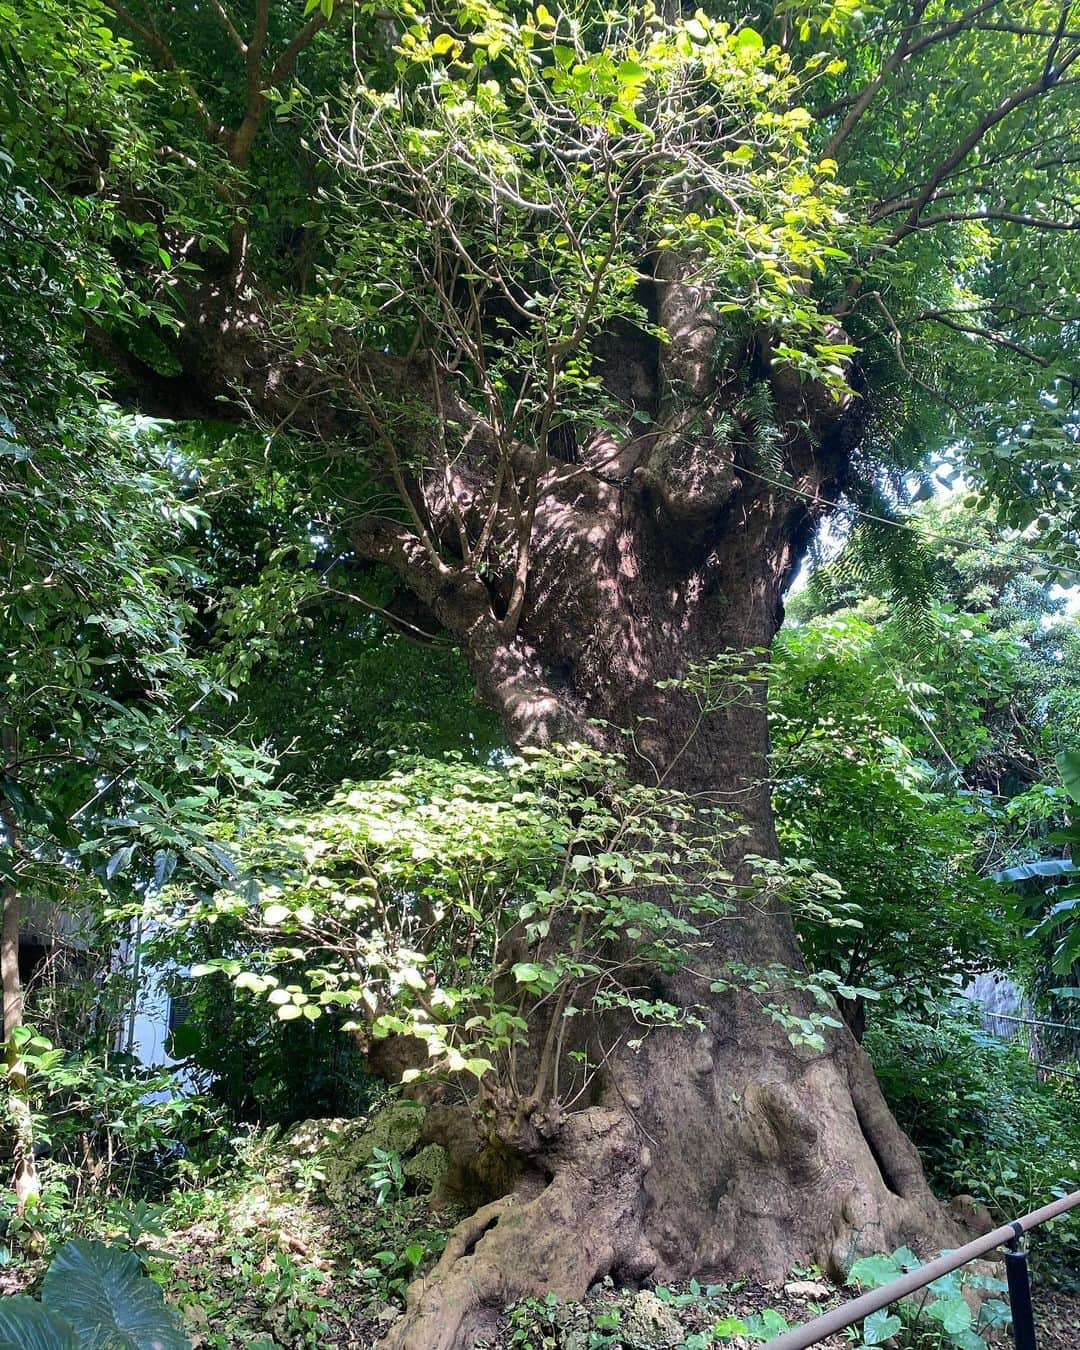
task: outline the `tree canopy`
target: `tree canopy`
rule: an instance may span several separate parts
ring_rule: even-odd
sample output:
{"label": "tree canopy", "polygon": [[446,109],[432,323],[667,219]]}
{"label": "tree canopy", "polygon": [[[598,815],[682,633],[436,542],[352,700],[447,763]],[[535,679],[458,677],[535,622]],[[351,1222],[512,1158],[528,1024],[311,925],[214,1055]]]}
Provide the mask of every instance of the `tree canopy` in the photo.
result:
{"label": "tree canopy", "polygon": [[48,873],[468,1117],[401,1347],[950,1240],[835,999],[1000,962],[1068,809],[1074,7],[2,14],[24,1182]]}

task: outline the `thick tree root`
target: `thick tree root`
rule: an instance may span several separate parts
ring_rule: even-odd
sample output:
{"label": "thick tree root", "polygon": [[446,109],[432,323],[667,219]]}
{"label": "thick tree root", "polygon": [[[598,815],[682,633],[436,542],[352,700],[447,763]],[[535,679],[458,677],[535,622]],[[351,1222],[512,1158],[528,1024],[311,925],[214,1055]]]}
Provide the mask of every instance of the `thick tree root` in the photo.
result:
{"label": "thick tree root", "polygon": [[649,1167],[634,1123],[595,1107],[560,1135],[544,1185],[526,1179],[451,1235],[438,1266],[409,1290],[388,1350],[464,1350],[517,1298],[581,1298],[611,1270],[640,1278],[656,1264],[642,1247],[642,1178]]}
{"label": "thick tree root", "polygon": [[650,1037],[608,1105],[565,1119],[543,1173],[457,1228],[387,1350],[471,1350],[507,1303],[580,1298],[607,1274],[776,1279],[813,1262],[841,1275],[865,1253],[958,1243],[846,1031],[824,1054],[760,1017],[732,1034]]}

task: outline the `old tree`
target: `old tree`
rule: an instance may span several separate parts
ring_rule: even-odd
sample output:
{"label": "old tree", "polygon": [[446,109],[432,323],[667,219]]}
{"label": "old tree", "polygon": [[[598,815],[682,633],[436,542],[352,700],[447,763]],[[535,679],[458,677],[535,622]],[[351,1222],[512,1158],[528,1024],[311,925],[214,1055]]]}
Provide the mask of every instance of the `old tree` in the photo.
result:
{"label": "old tree", "polygon": [[[11,23],[8,170],[107,259],[67,318],[113,397],[256,428],[236,444],[267,490],[350,573],[394,574],[391,621],[449,635],[513,744],[625,753],[700,808],[688,858],[717,804],[737,881],[776,857],[739,654],[768,648],[831,513],[872,528],[936,462],[1069,547],[1068,3],[39,0]],[[862,546],[902,579],[890,538]],[[643,913],[677,894],[655,867],[638,891]],[[786,906],[736,903],[691,962],[642,958],[667,1022],[647,1035],[577,971],[561,1088],[568,996],[536,981],[589,913],[529,930],[536,1072],[480,1085],[510,1192],[414,1289],[400,1344],[472,1344],[486,1310],[607,1272],[948,1240],[859,1047],[790,1034]]]}

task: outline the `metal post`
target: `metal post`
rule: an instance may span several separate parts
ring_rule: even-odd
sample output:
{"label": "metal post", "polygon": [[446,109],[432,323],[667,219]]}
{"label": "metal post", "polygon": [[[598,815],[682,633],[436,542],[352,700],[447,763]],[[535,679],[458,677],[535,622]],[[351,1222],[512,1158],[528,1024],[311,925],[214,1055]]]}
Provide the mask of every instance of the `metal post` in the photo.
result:
{"label": "metal post", "polygon": [[1024,1231],[1014,1225],[1016,1236],[1005,1250],[1005,1276],[1009,1282],[1009,1303],[1012,1306],[1013,1341],[1016,1350],[1037,1350],[1035,1345],[1035,1317],[1031,1311],[1031,1281],[1028,1279],[1027,1252],[1020,1246]]}

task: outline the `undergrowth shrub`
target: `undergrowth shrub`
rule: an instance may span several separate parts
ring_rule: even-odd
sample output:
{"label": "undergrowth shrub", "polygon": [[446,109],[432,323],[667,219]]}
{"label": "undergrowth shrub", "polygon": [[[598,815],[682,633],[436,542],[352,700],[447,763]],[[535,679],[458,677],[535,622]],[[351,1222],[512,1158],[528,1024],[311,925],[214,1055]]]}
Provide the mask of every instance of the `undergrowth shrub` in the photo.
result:
{"label": "undergrowth shrub", "polygon": [[[237,926],[227,920],[161,946],[164,959],[175,961],[179,954],[185,964],[244,950]],[[354,1038],[336,1026],[268,1018],[224,981],[173,979],[187,1016],[172,1033],[169,1053],[205,1083],[206,1095],[234,1123],[284,1128],[370,1109],[381,1084],[365,1071]]]}
{"label": "undergrowth shrub", "polygon": [[[9,1247],[25,1235],[35,1247],[44,1239],[52,1248],[93,1230],[92,1211],[161,1199],[224,1147],[220,1113],[172,1071],[148,1069],[126,1054],[65,1049],[31,1027],[19,1028],[16,1041],[42,1187],[23,1214],[14,1192],[0,1188],[0,1234]],[[0,1111],[0,1139],[5,1123]]]}
{"label": "undergrowth shrub", "polygon": [[[1040,1082],[1026,1053],[984,1032],[971,1010],[883,1015],[866,1048],[940,1194],[972,1195],[1004,1221],[1080,1185],[1080,1093],[1067,1079]],[[1080,1216],[1030,1242],[1042,1278],[1080,1287]]]}

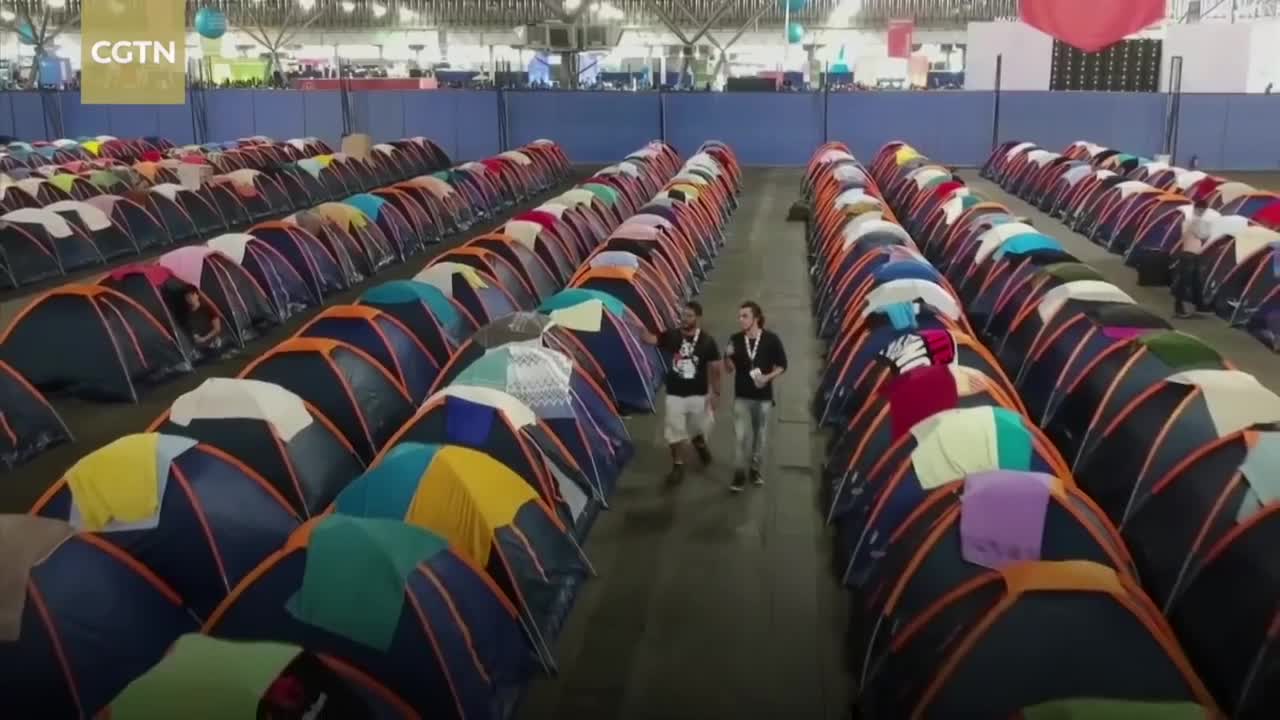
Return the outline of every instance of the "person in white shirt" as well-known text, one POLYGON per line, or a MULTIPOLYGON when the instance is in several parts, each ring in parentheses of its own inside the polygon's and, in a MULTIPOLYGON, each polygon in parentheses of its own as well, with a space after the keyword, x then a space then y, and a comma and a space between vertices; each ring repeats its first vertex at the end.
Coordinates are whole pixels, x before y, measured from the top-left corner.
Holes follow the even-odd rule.
POLYGON ((1182 223, 1182 237, 1178 240, 1178 249, 1173 255, 1173 284, 1170 287, 1173 291, 1173 315, 1177 318, 1192 316, 1187 310, 1187 303, 1191 303, 1196 311, 1204 309, 1204 278, 1200 253, 1209 241, 1208 213, 1208 204, 1197 200, 1182 223))

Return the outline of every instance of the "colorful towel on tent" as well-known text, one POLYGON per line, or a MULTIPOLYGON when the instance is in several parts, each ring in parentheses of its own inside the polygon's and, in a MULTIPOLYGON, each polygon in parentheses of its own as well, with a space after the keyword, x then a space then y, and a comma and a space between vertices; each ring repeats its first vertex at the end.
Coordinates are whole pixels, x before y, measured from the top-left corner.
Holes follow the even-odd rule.
POLYGON ((911 453, 925 490, 988 470, 1030 470, 1031 433, 1022 416, 983 406, 938 413, 911 428, 911 453))
POLYGON ((1053 477, 994 470, 964 480, 960 554, 967 562, 1002 570, 1040 559, 1053 477))
POLYGON ((915 330, 920 327, 920 324, 916 322, 918 309, 919 303, 900 302, 882 305, 876 308, 876 311, 884 313, 889 318, 894 330, 915 330))
POLYGON ((1023 708, 1021 720, 1209 720, 1195 703, 1073 698, 1023 708))
POLYGON ((946 330, 921 330, 895 339, 876 357, 898 374, 929 365, 950 365, 956 360, 956 341, 946 330))
POLYGON ((386 200, 378 197, 377 195, 370 195, 369 193, 352 195, 343 202, 351 205, 374 220, 377 220, 382 214, 382 206, 387 204, 386 200))
POLYGON ((1244 522, 1264 507, 1280 500, 1280 432, 1258 433, 1254 446, 1240 464, 1249 490, 1240 500, 1236 522, 1244 522))
POLYGON ((931 365, 912 370, 889 381, 885 387, 894 440, 906 435, 920 421, 959 400, 956 378, 947 365, 931 365))
POLYGON ((156 433, 126 435, 81 458, 65 476, 72 527, 92 532, 156 527, 169 466, 195 444, 156 433))
POLYGON ((540 348, 511 345, 507 365, 507 392, 520 398, 534 412, 573 414, 569 386, 573 361, 567 356, 540 348))
POLYGON ((405 580, 444 540, 399 520, 332 516, 311 531, 302 587, 288 602, 299 621, 385 652, 405 601, 405 580))

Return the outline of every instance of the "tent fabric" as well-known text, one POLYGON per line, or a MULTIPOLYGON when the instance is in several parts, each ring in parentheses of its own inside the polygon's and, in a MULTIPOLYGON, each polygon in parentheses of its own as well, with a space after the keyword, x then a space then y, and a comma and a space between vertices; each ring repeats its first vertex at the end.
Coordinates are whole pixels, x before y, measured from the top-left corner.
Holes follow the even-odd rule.
POLYGON ((289 643, 342 663, 355 671, 344 677, 365 686, 362 697, 385 705, 374 717, 487 717, 527 675, 528 644, 518 616, 493 581, 438 536, 399 521, 332 515, 303 525, 235 588, 205 632, 289 643), (313 545, 317 532, 324 541, 313 545), (331 542, 338 539, 347 542, 331 542), (417 557, 397 585, 397 568, 414 548, 434 554, 417 557), (298 617, 311 614, 298 603, 308 570, 313 581, 324 580, 313 588, 328 588, 321 606, 304 606, 322 626, 298 617), (401 612, 386 651, 379 652, 361 638, 373 639, 372 632, 386 626, 369 610, 390 604, 366 606, 364 599, 393 594, 402 598, 401 612), (343 607, 357 611, 334 617, 343 607))
POLYGON ((300 517, 322 513, 364 471, 354 446, 298 395, 256 380, 210 378, 152 430, 199 440, 259 473, 300 517))
POLYGON ((0 515, 0 642, 19 639, 31 569, 75 535, 66 522, 25 515, 0 515))
MULTIPOLYGON (((51 539, 37 529, 49 522, 6 516, 4 525, 6 535, 51 539)), ((47 717, 94 717, 199 626, 172 588, 101 537, 77 533, 48 544, 17 586, 39 601, 25 603, 17 640, 0 642, 5 702, 47 717)), ((14 546, 4 547, 8 562, 14 546)), ((0 595, 10 587, 0 586, 0 595)))
POLYGON ((23 308, 0 335, 0 361, 45 391, 125 402, 137 401, 140 386, 190 368, 142 306, 95 285, 63 285, 23 308))
POLYGON ((299 523, 261 476, 226 453, 160 433, 82 458, 32 509, 102 533, 171 586, 198 617, 299 523))
POLYGON ((13 468, 48 448, 72 439, 49 401, 16 370, 0 362, 0 463, 13 468))

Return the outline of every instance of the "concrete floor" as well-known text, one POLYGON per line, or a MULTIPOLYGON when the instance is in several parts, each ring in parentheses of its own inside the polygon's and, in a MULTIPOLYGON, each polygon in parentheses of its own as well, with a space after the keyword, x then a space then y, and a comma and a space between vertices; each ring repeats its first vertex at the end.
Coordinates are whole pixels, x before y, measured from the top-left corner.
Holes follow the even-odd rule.
POLYGON ((767 486, 727 490, 727 401, 710 440, 715 463, 674 490, 662 482, 669 460, 657 418, 631 420, 635 463, 586 547, 599 577, 560 639, 560 674, 535 682, 524 720, 848 716, 848 597, 832 577, 815 500, 820 454, 808 403, 819 358, 803 225, 785 222, 801 176, 748 171, 699 298, 722 346, 746 299, 763 306, 786 345, 767 486))
MULTIPOLYGON (((1258 182, 1257 178, 1253 177, 1255 175, 1263 176, 1264 180, 1271 178, 1276 182, 1275 187, 1280 188, 1280 175, 1276 173, 1241 173, 1239 175, 1242 182, 1258 182)), ((1239 369, 1252 373, 1263 385, 1280 393, 1280 357, 1248 333, 1231 328, 1215 316, 1196 317, 1189 320, 1175 319, 1173 296, 1169 294, 1169 289, 1139 287, 1137 273, 1124 264, 1122 256, 1107 252, 1105 248, 1073 232, 1066 225, 1040 212, 1036 207, 1005 192, 999 185, 983 180, 978 177, 976 170, 962 170, 960 176, 984 197, 1002 202, 1018 215, 1031 218, 1037 230, 1057 238, 1067 252, 1075 255, 1081 262, 1092 265, 1106 278, 1107 282, 1124 290, 1148 309, 1155 310, 1168 318, 1178 330, 1204 340, 1235 363, 1239 369)))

....

WHAT YOU SHOULD DO:
If a line in the records contains the string "target", copy it out.

EXERCISE OUTPUT:
target: `tree canopy`
target: `thick tree root`
target: `old tree`
target: `metal post`
target: `undergrowth shrub`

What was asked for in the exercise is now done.